* Passage shown:
════════════════

Date: Mon, 17 Dec 2018 07:25:00 +1100

> or perhaps it was considered but consciously rejected because
> situations existed where it would be detrimental?

It could have been to make sections more conspicuous in text editors,
making it easier for the author to spot sections when skimming a file.
Doubt there was any syntax highlighting back then... =)

Plus it's easier to search for a section name if you know in advance it'll
always be in uppercase, which I guess spares you the effort of remembering
to do a case-sensitive search in vi or whatever...

On Mon, 17 Dec 2018 at 06:59, Ingo Schwarze <address@hidden> wrote:

> Hi Tadziu,
>
> Tadziu Hoffmann wrote on Sun, Dec 16, 2018 at 07:08:06PM +0100:
> > Ingo Schwarze wrote:
>
> >> Jerry Saltzer's RUNOFF (1964) did not have a .tr request, [...]
> >> By AT&T Version 3 UNIX (1973), nroff(1) did have it, [...]
>
> > Doug McIlroy's GECOS runoff had it
>
> Interesting.
> Oh yes, now that you point me to it,
> i see it in the source code.
>
> > (the memo from 1969
> > even mentions its utility in creating unpaddable spaces),
> > so I assumed (perhaps wrongly) that this feature had also
> > been adopted in Unix nroff from the beginning.
>
> That does seem likely, then.
>
> >> so it's not clear to me whether unix v1 roff(1) already
> >> supported the .tr request.  But even if it did, that
> >> would not have helped: programmable macros only appeared
> >> in nroff(1), in 1972, at least a year after the v1 manual
> >> pages were completed - let alone begun.
>
> > I see.  So while the v3 nroff manual page already mentions
> > macros (and the .tr request), the manual page itself was
> > still written using raw nroff requests.  For v4 the manpages
> > *were* rewritten to use macros (so it's not like editing all
> > the manpages was considered too much work at the time),
>
> Major formatting changes occurred at least three times:
>
>  * AT&T Version 4 Unix: use of the first macro sets:
>    man0/naa (74 lines) and man0/taa (91 lines).
>  * AT&T Version 7 Unix: use of the new man(7) macros (267 lines)
>  * 4.4BSD: use of the new mdoc(7) macros (4620 lines)

════════════════

Coordinate annotation entries:
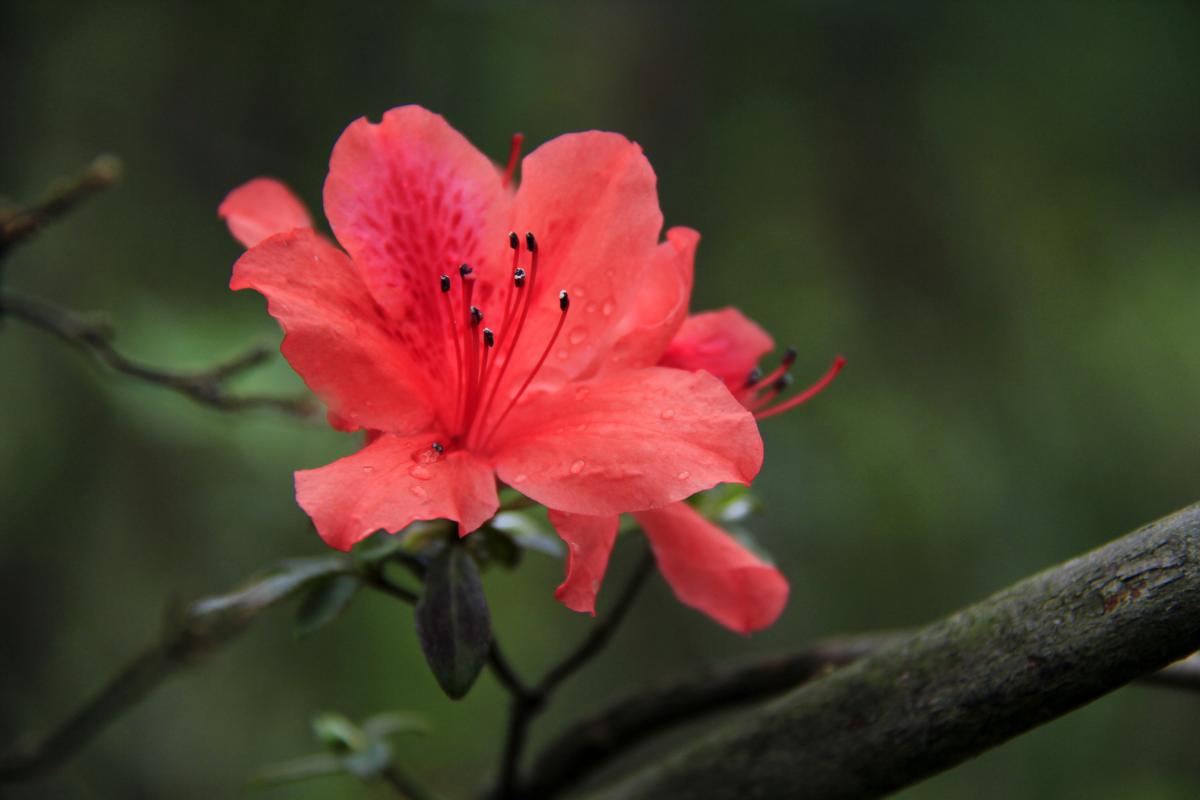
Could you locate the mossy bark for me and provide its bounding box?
[596,504,1200,800]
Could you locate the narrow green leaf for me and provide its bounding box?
[416,543,492,699]
[250,753,343,787]
[295,575,360,637]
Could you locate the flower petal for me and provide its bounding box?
[325,106,511,402]
[229,229,433,433]
[296,433,499,551]
[550,509,619,616]
[217,178,312,247]
[611,228,700,368]
[490,367,762,516]
[635,503,788,633]
[660,308,775,391]
[499,131,662,386]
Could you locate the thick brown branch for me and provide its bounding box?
[598,504,1200,800]
[0,156,121,257]
[0,294,317,416]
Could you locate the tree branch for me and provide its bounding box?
[492,552,654,800]
[0,156,121,257]
[0,293,317,417]
[596,504,1200,800]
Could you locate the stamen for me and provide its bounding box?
[482,289,571,445]
[442,275,463,422]
[467,231,538,440]
[751,348,796,386]
[500,133,524,186]
[755,356,846,420]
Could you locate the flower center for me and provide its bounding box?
[736,348,846,420]
[438,233,571,447]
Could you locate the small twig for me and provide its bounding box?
[0,294,317,417]
[493,553,654,800]
[0,156,121,257]
[379,763,434,800]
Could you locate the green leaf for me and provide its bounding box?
[416,543,492,699]
[362,711,430,739]
[250,753,344,787]
[312,711,367,753]
[342,739,391,781]
[491,511,566,559]
[295,575,361,637]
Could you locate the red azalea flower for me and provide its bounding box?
[220,106,768,630]
[551,308,845,633]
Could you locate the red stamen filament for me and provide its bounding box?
[467,235,538,441]
[751,356,846,420]
[482,291,568,444]
[442,281,464,431]
[500,133,524,186]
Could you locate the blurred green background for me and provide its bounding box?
[0,0,1200,800]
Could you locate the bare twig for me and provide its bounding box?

════════════════

* Tasks to carry out:
A) Based on the email about nroff history, do these statements agree with it? (i) AT&T Version 4 Unix introduced the first macro sets. (ii) Jerry Saltzer's RUNOFF from 1964 included a .tr request. (iii) The new mdoc(7) macros in 4.4BSD came to 267 lines.
B) Rewrite the stretch of the listing from the line containing "Could you locate the flower petal" through the end of the listing as a numbered list, leaving out blank lines.

* Replies:
A)
(i) Yes: "AT&T Version 4 Unix: use of the first macro sets"
(ii) No: "Jerry Saltzer's RUNOFF (1964) did not have a .tr request"
(iii) No: "4.4BSD: use of the new mdoc(7) macros (4620 lines)"

B)
1. Could you locate the flower petal for me and provide its bounding box?
2. [325,106,511,402]
3. [229,229,433,433]
4. [296,433,499,551]
5. [550,509,619,616]
6. [217,178,312,247]
7. [611,228,700,368]
8. [490,367,762,516]
9. [635,503,788,633]
10. [660,308,775,391]
11. [499,131,662,386]
12. Could you locate the thick brown branch for me and provide its bounding box?
13. [598,504,1200,800]
14. [0,156,121,257]
15. [0,294,317,416]
16. Could you locate the tree branch for me and provide its bounding box?
17. [492,552,654,800]
18. [0,156,121,257]
19. [0,293,317,417]
20. [596,504,1200,800]
21. Could you locate the stamen for me and provide its bounding box?
22. [482,289,571,445]
23. [442,275,463,422]
24. [467,231,538,440]
25. [751,348,796,386]
26. [500,133,524,186]
27. [755,356,846,420]
28. Could you locate the flower center for me and provide its bounding box?
29. [736,348,846,420]
30. [438,233,571,447]
31. Could you locate the small twig for me and provide its bounding box?
32. [0,294,317,417]
33. [493,553,654,800]
34. [0,156,121,257]
35. [379,763,434,800]
36. Could you locate the green leaf for me and provide its bounding box?
37. [416,543,492,699]
38. [362,711,430,739]
39. [250,753,344,787]
40. [312,711,367,753]
41. [342,739,391,781]
42. [491,511,566,559]
43. [295,575,361,637]
44. Could you locate the red azalea flower for me and provide its bounding box?
45. [220,106,768,630]
46. [551,308,845,633]
47. Could you locate the red stamen filament for me and provide its bounding box?
48. [467,235,538,441]
49. [751,356,846,420]
50. [482,291,568,444]
51. [442,281,464,431]
52. [500,133,524,186]
53. Could you locate the blurred green background for me and provide its bounding box?
54. [0,0,1200,800]
55. Could you locate the bare twig for me and provide its bounding box?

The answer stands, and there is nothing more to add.